**EXERCISE A**
Reproduce the passage of the article on rising Columbia rents between "Inflation can be" and "nationally has skyrocketed.", inclusive.
**EXERCISE B**
Pick up the article on rising rent in Columbia, South Carolina, where it stops and keep writing it.

As housing options become slim, the Columbia area is seeing a huge spike in rental prices. University of South Carolina students are doing everything they can to stay afloat. (Photos by Dylan Knichel)
Rent is on the rise nationwide, and Columbia is no exception. Many people in Richland County, especially students, are scraping by.
Inflation can be the blame – it typically is – and in this case it plays a part. With inflation being the highest it has been in decades, the cost of living nationally has skyrocketed.
But Columbia, South Carolina, has seen an increase in rent almost double the national average at more than 10% since 2022, compared to only 5% on the national scale, according to RentHub, an online real estate analytics platform. This is especially true within student housing, said Laura Twitty, co-owner of the Shandon Group rental company. And she think she knows why.
There’s just no space, Twitty said. Most off-campus student housing is completely full by the start of each semester.
“There’s a housing shortage,” she said. “There’s never an unrented student property. And so the competition’s higher.”
The housing shortage is not the only problem creating this financial burden for renters, which is typically expected in college towns like Columbia, Clemson and Tuscaloosa, Twitty said.
“The taxes are really high in Richland County for non-owner occupied properties,” she said. “And then, as you can imagine with inflation, again post-COVID, the price for repairs has skyrocketed. … If the price to repair something used to be $75 and now it’s $150 or $200, that price, somebody has to pay that bill. And a lot of times, that bill is going to get passed on to the person who’s using the property – the renter.”

**RECORDS**
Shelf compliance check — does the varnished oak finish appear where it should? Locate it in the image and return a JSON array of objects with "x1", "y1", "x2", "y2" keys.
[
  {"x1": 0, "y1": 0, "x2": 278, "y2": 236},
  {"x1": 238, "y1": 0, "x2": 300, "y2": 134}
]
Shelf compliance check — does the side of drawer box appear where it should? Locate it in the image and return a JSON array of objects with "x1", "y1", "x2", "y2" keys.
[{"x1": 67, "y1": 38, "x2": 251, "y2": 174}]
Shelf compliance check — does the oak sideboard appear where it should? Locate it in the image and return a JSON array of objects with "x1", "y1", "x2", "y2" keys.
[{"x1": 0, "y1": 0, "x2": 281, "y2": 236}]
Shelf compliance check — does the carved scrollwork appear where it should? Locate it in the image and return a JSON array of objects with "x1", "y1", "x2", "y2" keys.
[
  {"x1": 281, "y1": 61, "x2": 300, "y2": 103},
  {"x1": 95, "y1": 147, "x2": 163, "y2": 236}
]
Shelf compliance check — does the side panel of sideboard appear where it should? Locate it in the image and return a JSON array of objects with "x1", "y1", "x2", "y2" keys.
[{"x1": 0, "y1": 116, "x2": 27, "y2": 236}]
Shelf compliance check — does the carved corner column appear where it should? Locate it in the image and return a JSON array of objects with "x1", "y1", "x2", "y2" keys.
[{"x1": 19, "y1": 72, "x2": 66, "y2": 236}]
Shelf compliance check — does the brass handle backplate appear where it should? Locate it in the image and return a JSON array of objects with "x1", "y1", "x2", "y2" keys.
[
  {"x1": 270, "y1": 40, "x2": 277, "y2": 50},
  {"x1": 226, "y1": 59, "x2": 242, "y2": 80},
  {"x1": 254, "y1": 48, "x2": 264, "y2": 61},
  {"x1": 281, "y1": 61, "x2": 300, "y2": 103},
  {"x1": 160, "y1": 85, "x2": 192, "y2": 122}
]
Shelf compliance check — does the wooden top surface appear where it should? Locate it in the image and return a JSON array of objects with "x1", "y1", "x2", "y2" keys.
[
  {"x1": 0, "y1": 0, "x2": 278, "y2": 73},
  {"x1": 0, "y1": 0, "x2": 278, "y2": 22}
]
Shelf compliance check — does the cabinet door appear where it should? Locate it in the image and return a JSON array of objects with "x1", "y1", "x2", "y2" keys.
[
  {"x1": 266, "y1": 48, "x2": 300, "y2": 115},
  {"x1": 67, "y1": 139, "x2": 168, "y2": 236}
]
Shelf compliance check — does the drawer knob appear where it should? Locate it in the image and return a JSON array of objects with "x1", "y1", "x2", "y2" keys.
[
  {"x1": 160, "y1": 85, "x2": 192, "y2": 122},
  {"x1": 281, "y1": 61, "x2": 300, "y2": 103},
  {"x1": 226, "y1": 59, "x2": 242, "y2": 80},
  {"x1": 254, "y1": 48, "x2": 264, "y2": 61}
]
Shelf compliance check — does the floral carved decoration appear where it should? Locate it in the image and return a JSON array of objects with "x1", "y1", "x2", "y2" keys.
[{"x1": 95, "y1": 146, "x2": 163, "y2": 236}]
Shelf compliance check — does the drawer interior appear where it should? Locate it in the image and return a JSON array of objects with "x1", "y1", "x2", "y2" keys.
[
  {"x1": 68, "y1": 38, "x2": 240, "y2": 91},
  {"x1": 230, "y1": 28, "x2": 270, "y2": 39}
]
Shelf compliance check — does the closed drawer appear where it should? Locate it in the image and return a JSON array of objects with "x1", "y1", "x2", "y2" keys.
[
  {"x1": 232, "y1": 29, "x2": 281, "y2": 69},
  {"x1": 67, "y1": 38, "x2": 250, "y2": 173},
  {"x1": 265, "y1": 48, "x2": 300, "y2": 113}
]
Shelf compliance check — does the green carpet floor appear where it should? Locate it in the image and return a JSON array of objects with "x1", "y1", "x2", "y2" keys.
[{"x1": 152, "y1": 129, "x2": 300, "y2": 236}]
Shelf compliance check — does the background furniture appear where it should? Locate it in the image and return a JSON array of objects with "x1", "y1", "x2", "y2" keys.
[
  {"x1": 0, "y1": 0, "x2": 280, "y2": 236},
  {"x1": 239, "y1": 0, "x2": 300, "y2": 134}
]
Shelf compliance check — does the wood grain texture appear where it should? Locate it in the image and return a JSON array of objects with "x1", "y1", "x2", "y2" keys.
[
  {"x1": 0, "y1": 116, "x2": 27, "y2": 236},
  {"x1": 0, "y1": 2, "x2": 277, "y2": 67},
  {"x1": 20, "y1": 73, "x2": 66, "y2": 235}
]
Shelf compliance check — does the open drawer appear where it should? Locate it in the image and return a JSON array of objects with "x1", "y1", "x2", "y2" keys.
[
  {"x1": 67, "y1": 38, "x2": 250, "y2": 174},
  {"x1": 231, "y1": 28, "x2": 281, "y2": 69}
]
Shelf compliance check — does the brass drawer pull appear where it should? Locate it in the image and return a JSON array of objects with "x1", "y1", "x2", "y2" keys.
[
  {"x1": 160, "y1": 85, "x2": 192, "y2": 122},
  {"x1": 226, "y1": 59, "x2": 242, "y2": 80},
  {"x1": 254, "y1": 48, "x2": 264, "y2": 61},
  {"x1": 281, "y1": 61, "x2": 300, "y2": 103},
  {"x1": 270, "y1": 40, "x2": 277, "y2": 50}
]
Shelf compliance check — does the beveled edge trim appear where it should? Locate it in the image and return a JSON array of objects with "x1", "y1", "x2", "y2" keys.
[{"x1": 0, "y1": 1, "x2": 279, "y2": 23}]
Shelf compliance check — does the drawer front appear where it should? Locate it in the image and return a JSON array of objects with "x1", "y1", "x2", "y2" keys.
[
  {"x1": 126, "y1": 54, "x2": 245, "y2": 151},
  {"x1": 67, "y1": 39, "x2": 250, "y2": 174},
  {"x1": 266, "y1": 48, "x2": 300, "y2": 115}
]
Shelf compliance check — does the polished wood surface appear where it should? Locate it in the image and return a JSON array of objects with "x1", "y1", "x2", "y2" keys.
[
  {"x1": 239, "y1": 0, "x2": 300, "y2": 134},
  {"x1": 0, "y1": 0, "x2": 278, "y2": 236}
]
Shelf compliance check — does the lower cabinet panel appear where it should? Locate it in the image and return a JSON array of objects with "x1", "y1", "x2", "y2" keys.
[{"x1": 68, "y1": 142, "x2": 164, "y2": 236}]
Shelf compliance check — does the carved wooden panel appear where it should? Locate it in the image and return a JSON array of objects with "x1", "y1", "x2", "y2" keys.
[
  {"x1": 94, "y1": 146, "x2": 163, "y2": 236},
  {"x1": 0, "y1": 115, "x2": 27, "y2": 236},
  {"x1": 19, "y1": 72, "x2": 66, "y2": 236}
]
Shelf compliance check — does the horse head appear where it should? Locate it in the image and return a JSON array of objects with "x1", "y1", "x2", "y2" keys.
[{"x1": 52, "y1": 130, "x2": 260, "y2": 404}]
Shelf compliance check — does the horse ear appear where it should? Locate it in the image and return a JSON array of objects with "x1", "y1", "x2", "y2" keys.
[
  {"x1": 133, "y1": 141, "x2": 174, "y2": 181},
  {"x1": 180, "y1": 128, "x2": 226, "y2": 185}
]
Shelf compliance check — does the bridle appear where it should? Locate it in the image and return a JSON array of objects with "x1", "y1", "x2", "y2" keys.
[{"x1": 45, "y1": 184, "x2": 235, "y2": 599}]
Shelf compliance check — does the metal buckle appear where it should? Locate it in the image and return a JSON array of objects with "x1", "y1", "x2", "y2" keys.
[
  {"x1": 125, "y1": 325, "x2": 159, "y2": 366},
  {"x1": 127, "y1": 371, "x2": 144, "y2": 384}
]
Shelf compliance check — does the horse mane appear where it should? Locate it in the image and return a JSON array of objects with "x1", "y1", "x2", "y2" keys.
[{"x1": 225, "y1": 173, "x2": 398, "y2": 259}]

**TASK RESPONSE A**
Inflation can be the blame – it typically is – and in this case it plays a part. With inflation being the highest it has been in decades, the cost of living nationally has skyrocketed.

**TASK RESPONSE B**
Anjelita Cadena, clinical assistant professor of real estate at USC’s Darla Moore School of Business, agrees: “Young adults can’t afford to buy a new house.”
With everyone renting and nearly no one buying in the entry-level home market, it turns into an issue of supply and demand.
“The National Association of Realtors said first-time home buyers fell by 26%,” Cadena said. “So those 26% did not leave their apartments or their rentals. So the higher the demand and the lower the supply – that’s the biggest culprit in the pricing going up … on top of pricing issues with supplies and then some labor market issues.”
As a result of people not being able to afford to move out of their rentals and purchase a home, people are not seeing as many properties become available in order to meet the demand.
The combination of these factors from high property tax, inflation and housing shortages is making it tough for students, in particular, to manage their living expenses while at the same time maintaining a full course load and job.
“It’s hard sometimes – a lot of the time actually,” said Jackson Perkins, a fourth-year USC student. “Trying to find that balance of work and school and prioritizing the both of them equally is not an easy task.”
Perkins recently said he had to convert from part-time to full-time work at his job, taking away from his studies and time dedicated to schoolwork.
“I get off of work after midnight every night and am expected to have my assignments done by the next morning when I wake up for class early in the morning,” he said. “I can’t lie, it is difficult to put my all into my classes when I am constantly busy.”
Studies support what Perkins is saying, Cadena said.
“If they (students) have to work, then their grades will come down,” she said.
This is especially true for Ethan Savini, a former USC student who now attends Midlands Technical College.
“Previously, I was an all-around A student my freshman year whenever my parents covered my housing,” he said. “But, as I began my sophomore year and moved off campus, I was expected to pay my own rent along with my other bills. I had to pick up more shifts, obviously, where I was working full time along with going to classes. My grades dropped tremendously.”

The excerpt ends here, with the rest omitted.